STATED PROBLEM » An exact copy of all the data is required, with pictures left out.

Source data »

-- BEGIN --

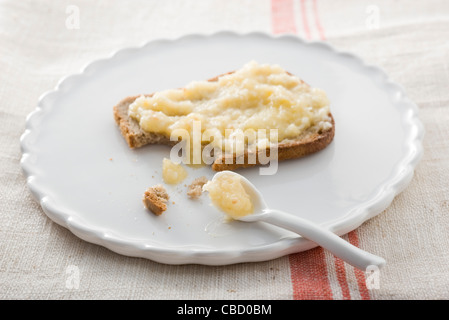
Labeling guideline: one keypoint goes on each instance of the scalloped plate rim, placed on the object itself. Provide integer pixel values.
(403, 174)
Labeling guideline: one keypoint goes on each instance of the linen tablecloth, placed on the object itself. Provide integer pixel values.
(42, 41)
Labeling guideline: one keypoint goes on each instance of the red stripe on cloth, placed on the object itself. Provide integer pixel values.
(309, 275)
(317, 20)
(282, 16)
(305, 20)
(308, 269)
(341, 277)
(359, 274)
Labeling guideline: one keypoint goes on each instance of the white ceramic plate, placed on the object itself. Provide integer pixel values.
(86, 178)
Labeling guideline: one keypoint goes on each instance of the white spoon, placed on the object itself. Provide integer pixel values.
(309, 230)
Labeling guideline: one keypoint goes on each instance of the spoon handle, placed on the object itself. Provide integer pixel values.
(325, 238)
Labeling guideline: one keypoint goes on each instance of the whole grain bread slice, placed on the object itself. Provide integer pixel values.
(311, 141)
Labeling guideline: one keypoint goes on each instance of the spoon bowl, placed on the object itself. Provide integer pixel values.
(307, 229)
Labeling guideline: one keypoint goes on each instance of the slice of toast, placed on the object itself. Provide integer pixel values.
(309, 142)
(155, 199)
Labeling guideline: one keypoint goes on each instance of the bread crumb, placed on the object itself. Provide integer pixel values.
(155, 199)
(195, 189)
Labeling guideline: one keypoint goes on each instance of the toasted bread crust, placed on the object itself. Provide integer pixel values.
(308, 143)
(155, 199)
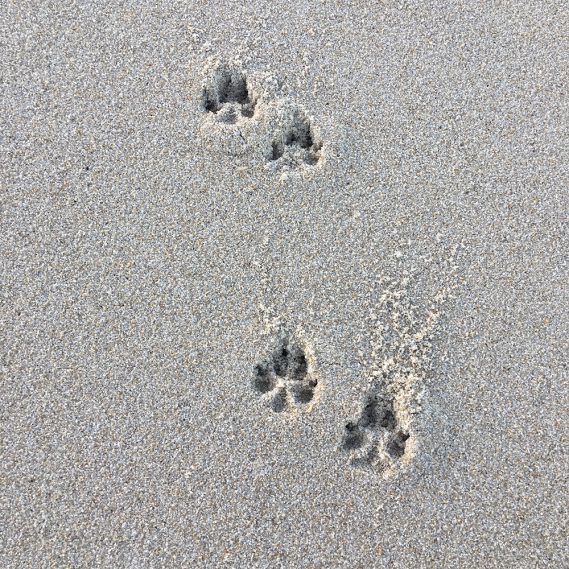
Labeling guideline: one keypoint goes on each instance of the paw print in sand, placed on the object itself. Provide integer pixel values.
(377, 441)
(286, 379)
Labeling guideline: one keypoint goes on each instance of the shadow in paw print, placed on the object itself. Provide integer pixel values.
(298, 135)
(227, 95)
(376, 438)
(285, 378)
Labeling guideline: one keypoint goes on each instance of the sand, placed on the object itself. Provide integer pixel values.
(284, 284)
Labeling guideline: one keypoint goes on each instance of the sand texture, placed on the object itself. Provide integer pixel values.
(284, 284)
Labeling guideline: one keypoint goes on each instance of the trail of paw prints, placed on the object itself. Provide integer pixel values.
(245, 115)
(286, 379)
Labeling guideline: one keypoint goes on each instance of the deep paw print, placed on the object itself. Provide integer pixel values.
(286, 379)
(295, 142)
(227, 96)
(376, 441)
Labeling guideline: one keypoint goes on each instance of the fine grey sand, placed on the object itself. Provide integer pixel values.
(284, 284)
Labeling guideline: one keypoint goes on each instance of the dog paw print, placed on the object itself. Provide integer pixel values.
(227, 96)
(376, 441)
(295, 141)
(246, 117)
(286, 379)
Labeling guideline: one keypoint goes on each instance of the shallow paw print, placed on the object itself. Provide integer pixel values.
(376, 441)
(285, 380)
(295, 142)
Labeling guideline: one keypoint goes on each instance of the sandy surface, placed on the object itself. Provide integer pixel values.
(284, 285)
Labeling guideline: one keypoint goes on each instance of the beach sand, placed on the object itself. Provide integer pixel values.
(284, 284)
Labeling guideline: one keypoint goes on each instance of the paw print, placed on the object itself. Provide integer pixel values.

-- END --

RESULT »
Labeling guideline: one keypoint goes on each instance of the scalloped plate rim, placed on the object itself. Provide integer pixel values.
(403, 174)
Labeling guideline: one keypoint goes on each instance of the linen tablecloth, placed on the object itself. Provide integer pixel values.
(42, 41)
Labeling guideline: one keypoint goes on each instance of the red stripe on cloth, placed on the object itself. Provide integer pixel values.
(309, 275)
(317, 20)
(282, 16)
(305, 20)
(308, 269)
(341, 277)
(359, 274)
Labeling guideline: one keypoint goes on each instance of the white ceramic plate, placed on the object itself. Provide integer pixel values.
(86, 178)
Labeling guideline: one keypoint goes on each instance of the white spoon, placed on the object itself. Provide integer pixel values.
(309, 230)
Labeling guideline: one keypoint goes on each instance of the spoon handle, placed on the object itself. Provide integer pixel values.
(325, 238)
Labeling guideline: one keypoint goes on each instance of the whole grain bread slice, placed on the object itself. Provide integer pixel values.
(311, 141)
Labeling guideline: one keypoint goes on each instance of the spoon bowl, placed on the object itself. Provide integer pixel values.
(307, 229)
Labeling guideline: one keypoint goes on each instance of the slice of toast, placed on the object itself. Provide integer pixel values.
(309, 142)
(155, 199)
Labeling guideline: one keypoint goes on each instance of the bread crumb, placed on the object itself. Provide integer pixel values.
(155, 199)
(195, 189)
Labeling guideline: one keypoint goes on each instance of the toasted bread crust, placed on the object itself. Provide integer pixel values.
(308, 143)
(155, 199)
Labeling guideline: one keypoint goes on each instance of the paw print in sand, placed on the object itself. Provide integer pixel values.
(377, 441)
(286, 379)
Labeling guideline: one keypoint goes on each instance of the shadow in paw print, placed on the object itself. Provide integer pixel values.
(298, 135)
(227, 95)
(376, 438)
(285, 378)
Labeling guideline: one keypoint goes on each instance of the sand, placed on the object itself. Provide integer pixel values.
(284, 284)
Labeling guideline: one keypoint goes on each instance of the sand texture, placed on the object itself. Provide integer pixel values.
(284, 284)
Labeling guideline: one keypoint goes on each instance of the trail of paw prints, placed on the object itself. Provide integer pixel values.
(245, 115)
(286, 379)
Labeling guideline: one keypoint goes on each instance of the deep paw print, placed on the object itself. Provide integer pixel values.
(286, 379)
(295, 142)
(227, 96)
(376, 441)
Labeling guideline: one keypoint goes on each instance of the fine grey sand, placed on the object itself. Provide integer pixel values.
(284, 284)
Labeling guideline: one keypoint goes on each instance of the dog paw print, placed on the object itself. Provide integer pixel values.
(227, 96)
(376, 441)
(295, 141)
(246, 117)
(286, 379)
Labeling guideline: one keypoint goes on each instance of the shallow paw print, placed on the object itself. Provide integer pixel values.
(376, 441)
(285, 380)
(295, 142)
Labeling guideline: one keypoint goes on each instance of the sandy surface, placed on the object itself. Provide integer pixel values.
(284, 285)
Labeling guideline: one keypoint goes on each instance of the beach sand, placed on the object itself. Provide integer pixel values.
(284, 284)
Labeling guideline: one keypoint goes on each instance of the paw print, placed on the object itself. Provide integer pixel values.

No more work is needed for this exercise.